__Exercise materials__
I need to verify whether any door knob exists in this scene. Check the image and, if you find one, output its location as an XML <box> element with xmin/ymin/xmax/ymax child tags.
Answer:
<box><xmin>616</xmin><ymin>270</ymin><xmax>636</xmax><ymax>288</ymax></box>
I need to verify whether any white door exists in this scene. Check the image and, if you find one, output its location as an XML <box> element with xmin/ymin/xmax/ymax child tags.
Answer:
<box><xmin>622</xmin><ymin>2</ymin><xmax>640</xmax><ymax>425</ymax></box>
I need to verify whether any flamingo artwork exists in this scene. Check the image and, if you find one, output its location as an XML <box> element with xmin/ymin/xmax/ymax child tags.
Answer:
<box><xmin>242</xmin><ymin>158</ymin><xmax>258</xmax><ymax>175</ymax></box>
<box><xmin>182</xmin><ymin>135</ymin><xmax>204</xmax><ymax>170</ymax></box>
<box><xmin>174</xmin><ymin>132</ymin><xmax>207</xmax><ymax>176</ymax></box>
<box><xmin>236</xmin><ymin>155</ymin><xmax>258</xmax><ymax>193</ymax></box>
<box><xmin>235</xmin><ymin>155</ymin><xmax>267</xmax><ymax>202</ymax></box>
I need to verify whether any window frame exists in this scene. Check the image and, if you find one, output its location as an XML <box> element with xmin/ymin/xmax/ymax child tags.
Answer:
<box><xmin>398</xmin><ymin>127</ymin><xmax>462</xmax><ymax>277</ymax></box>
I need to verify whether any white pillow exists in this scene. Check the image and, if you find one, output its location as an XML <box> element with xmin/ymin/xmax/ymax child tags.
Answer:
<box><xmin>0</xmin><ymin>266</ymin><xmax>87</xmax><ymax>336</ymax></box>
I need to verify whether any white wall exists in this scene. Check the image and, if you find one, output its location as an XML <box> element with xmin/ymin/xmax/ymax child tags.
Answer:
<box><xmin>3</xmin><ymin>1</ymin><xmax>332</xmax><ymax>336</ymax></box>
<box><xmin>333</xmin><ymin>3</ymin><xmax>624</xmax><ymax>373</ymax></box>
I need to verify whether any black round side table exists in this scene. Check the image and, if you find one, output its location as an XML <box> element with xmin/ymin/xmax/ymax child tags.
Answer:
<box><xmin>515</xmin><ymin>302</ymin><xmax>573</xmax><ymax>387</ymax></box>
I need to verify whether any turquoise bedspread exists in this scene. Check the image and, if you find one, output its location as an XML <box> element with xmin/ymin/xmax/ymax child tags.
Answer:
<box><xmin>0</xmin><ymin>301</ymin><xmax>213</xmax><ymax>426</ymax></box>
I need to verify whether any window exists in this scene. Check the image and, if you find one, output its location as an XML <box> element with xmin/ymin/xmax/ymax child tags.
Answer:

__Exercise directions__
Quote the material word for word, from the line containing "I need to verify whether any white wall" through the last line of the material.

__Reply__
I need to verify whether any white wall exists in this scene. Check the image and, if you find one, output its location as an XML <box> element with xmin/ymin/xmax/ymax child tags.
Answer:
<box><xmin>3</xmin><ymin>1</ymin><xmax>332</xmax><ymax>336</ymax></box>
<box><xmin>333</xmin><ymin>3</ymin><xmax>624</xmax><ymax>373</ymax></box>
I need to verify whether any black round side table exists in this scene. Check the image and, if you find one, output its location as an XML <box> element with xmin/ymin/xmax/ymax child tags.
Answer:
<box><xmin>515</xmin><ymin>302</ymin><xmax>573</xmax><ymax>387</ymax></box>
I need to verify whether any turquoise bedspread exists in this scene. Check the image and, if you find one, output its location as an XML <box> element with xmin/ymin/xmax/ymax child tags.
Answer:
<box><xmin>0</xmin><ymin>301</ymin><xmax>213</xmax><ymax>426</ymax></box>
I need to verify whether any window exists in this scene. Check the image and, if you find one, output its location as an XML <box> element with xmin/ymin/xmax/ymax child tags.
Answer:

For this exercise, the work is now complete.